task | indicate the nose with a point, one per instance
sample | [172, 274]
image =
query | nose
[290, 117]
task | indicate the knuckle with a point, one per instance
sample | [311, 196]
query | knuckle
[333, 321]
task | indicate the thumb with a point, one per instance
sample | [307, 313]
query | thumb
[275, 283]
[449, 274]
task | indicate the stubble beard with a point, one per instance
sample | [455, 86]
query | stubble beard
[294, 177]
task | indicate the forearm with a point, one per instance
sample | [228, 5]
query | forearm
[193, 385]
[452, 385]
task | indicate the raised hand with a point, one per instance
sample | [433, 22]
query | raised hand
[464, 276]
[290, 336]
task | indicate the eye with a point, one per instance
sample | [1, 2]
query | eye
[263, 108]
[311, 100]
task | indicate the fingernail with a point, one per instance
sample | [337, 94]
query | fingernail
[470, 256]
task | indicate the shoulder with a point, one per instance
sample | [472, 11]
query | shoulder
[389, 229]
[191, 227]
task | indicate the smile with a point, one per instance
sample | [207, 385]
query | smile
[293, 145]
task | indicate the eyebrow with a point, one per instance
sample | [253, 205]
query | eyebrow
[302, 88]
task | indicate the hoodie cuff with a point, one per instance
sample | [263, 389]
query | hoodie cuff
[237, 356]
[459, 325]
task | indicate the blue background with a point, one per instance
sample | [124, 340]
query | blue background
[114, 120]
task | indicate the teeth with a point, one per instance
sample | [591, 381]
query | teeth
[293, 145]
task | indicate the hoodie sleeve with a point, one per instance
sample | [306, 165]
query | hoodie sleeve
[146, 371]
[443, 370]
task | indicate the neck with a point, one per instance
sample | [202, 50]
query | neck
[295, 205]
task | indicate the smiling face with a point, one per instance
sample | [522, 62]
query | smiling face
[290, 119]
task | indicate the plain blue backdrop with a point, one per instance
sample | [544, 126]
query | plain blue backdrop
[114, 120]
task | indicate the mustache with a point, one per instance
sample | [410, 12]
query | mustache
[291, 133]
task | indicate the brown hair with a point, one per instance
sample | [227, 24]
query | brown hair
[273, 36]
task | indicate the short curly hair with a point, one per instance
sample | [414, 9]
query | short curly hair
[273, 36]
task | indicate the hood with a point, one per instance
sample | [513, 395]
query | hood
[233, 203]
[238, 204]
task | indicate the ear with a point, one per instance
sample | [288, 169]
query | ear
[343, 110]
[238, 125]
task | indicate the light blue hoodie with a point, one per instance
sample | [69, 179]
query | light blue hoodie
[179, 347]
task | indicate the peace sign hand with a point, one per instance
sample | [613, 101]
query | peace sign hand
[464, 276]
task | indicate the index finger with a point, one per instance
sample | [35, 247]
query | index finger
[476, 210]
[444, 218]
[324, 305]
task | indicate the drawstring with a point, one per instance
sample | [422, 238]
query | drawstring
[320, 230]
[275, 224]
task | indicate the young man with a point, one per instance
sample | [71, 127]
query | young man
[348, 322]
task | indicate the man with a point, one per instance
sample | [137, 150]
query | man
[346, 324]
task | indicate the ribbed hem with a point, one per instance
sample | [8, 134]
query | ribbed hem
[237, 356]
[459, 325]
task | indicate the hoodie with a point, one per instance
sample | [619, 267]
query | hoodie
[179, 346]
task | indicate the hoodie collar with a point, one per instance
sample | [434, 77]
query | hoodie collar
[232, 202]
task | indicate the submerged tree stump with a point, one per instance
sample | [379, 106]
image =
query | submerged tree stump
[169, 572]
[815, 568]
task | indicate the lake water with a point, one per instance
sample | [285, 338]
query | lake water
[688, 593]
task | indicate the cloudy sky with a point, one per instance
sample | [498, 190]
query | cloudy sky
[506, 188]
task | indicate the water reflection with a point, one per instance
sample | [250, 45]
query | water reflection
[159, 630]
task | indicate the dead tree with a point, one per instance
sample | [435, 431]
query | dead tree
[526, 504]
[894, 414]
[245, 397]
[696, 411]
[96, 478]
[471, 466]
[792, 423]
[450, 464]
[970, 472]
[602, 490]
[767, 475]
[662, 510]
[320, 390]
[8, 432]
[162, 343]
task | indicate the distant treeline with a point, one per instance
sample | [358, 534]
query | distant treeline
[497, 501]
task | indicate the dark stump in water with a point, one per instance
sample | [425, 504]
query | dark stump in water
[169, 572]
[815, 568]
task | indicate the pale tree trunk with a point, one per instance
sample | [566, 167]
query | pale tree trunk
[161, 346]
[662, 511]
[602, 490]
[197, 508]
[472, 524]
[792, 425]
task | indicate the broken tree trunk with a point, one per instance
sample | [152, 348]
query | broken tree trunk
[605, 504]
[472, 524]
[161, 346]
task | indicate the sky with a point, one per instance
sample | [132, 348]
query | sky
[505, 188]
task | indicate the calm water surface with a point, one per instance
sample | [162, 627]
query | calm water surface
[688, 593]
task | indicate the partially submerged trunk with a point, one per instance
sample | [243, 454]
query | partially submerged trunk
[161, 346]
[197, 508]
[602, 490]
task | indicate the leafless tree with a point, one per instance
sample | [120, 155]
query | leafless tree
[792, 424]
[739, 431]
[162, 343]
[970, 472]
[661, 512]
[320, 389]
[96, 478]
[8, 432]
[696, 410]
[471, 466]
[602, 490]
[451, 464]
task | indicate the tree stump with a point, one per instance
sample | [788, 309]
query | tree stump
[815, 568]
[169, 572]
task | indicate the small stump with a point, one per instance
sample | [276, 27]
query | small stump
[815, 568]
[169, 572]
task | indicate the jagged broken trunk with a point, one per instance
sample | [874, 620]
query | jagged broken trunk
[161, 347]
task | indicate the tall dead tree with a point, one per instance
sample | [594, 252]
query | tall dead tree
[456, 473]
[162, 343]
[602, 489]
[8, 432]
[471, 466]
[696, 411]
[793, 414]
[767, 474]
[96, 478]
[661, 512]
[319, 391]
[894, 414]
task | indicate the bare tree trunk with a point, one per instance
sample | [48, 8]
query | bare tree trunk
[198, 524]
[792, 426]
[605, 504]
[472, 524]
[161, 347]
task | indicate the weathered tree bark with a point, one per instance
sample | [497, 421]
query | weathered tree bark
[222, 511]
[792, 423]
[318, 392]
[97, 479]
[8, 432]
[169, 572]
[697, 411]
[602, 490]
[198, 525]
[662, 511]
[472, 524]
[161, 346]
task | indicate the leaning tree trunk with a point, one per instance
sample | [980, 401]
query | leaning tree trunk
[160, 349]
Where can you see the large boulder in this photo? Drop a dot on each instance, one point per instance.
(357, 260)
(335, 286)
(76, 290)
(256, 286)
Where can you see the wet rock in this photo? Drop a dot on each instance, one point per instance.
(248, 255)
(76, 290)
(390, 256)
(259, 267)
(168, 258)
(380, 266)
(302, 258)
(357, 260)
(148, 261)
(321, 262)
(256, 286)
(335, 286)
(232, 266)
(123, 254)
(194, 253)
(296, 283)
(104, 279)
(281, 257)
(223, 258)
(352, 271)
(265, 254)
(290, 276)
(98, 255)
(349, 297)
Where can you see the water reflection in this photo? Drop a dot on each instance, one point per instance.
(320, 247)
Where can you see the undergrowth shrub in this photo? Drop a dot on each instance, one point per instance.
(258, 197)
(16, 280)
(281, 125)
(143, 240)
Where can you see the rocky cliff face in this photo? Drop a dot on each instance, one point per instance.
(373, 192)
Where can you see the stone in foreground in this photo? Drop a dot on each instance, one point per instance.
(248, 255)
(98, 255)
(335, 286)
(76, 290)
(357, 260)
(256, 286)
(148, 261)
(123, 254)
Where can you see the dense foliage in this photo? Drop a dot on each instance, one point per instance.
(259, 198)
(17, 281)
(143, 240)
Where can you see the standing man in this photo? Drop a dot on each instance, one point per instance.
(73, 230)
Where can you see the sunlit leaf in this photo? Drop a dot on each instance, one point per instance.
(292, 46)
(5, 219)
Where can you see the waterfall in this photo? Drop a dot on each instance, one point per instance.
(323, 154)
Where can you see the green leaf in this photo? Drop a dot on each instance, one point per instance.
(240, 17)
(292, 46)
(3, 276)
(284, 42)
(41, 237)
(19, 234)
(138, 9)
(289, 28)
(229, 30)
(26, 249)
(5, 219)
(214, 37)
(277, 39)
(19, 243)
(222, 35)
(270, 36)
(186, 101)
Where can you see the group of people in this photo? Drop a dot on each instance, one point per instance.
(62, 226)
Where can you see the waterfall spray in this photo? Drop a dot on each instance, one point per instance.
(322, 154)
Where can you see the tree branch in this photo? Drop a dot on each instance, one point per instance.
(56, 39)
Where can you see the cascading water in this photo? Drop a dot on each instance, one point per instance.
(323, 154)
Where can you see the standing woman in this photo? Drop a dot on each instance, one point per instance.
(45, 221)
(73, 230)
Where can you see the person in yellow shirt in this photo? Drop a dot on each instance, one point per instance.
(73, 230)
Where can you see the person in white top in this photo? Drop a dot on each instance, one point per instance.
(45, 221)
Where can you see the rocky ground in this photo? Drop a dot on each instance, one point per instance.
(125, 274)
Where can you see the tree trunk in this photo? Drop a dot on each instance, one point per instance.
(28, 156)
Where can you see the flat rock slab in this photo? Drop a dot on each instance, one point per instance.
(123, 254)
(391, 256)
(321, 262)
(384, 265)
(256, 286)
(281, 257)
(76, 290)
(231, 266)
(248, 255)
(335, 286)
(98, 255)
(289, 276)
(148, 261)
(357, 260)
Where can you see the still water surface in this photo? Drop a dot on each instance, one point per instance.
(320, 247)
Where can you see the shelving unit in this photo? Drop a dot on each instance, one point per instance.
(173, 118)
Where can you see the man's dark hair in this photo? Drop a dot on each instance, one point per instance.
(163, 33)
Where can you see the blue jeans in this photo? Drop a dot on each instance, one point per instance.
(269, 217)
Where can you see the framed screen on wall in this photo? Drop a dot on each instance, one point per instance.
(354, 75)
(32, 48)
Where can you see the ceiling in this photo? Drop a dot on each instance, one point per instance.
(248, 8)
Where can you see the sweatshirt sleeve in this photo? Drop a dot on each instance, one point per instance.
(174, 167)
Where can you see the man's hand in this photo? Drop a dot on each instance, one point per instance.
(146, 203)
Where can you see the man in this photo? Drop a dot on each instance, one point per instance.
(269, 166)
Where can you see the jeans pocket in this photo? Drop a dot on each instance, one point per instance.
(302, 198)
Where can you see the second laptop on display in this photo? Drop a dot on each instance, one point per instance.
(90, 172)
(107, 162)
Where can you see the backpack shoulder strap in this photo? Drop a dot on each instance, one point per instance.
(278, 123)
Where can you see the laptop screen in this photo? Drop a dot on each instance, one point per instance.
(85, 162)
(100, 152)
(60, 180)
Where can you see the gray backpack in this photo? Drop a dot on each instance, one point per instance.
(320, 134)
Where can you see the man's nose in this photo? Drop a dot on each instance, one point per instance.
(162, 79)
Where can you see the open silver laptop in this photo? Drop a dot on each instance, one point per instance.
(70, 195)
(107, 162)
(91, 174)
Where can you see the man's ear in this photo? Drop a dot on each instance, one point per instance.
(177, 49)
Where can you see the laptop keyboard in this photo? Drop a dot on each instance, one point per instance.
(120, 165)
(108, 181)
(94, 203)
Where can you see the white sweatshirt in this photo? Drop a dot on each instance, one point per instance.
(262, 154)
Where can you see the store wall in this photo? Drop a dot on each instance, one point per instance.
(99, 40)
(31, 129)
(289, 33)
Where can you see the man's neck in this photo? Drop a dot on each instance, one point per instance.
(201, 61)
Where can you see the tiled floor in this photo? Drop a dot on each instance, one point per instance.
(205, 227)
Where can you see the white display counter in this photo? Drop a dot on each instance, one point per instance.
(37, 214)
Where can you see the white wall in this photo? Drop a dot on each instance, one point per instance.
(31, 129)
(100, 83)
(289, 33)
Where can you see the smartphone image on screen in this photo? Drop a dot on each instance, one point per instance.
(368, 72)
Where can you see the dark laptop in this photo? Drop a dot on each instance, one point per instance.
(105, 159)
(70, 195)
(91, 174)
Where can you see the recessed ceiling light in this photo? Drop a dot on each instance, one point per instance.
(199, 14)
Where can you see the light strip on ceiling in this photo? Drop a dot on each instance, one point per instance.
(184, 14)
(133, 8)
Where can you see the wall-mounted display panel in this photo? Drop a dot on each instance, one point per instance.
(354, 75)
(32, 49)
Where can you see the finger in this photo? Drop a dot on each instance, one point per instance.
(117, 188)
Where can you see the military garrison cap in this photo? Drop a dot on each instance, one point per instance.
──────────────────────────────
### EXERCISE BRIEF
From the material above, retype precisely the lines between the line holding "query | index finger" and the line holding "sample | [285, 338]", inclusive, and nothing beyond them.

### RESULT OF THE TASK
query | index finger
[476, 210]
[444, 218]
[324, 305]
task | indicate the drawstring with a point, one per instance
sample | [422, 238]
query | drawstring
[320, 230]
[275, 224]
task | indicate the young man with a point, one per instance
sample | [71, 127]
query | young man
[348, 322]
task | indicate the man with a point, one per instance
sample | [137, 150]
query | man
[346, 324]
task | indicate the ribbed hem with a point, one per instance
sample | [8, 134]
query | ribbed hem
[237, 356]
[459, 325]
task | indicate the hoodie with a point, one per instance
sample | [619, 267]
query | hoodie
[179, 346]
task | indicate the hoodie collar with a point, one per instance
sample | [434, 77]
query | hoodie collar
[232, 202]
task | indicate the submerged tree stump with a point, one per instance
sample | [379, 106]
image =
query | submerged tree stump
[169, 572]
[815, 568]
task | indicate the lake water with a point, one per instance
sample | [285, 338]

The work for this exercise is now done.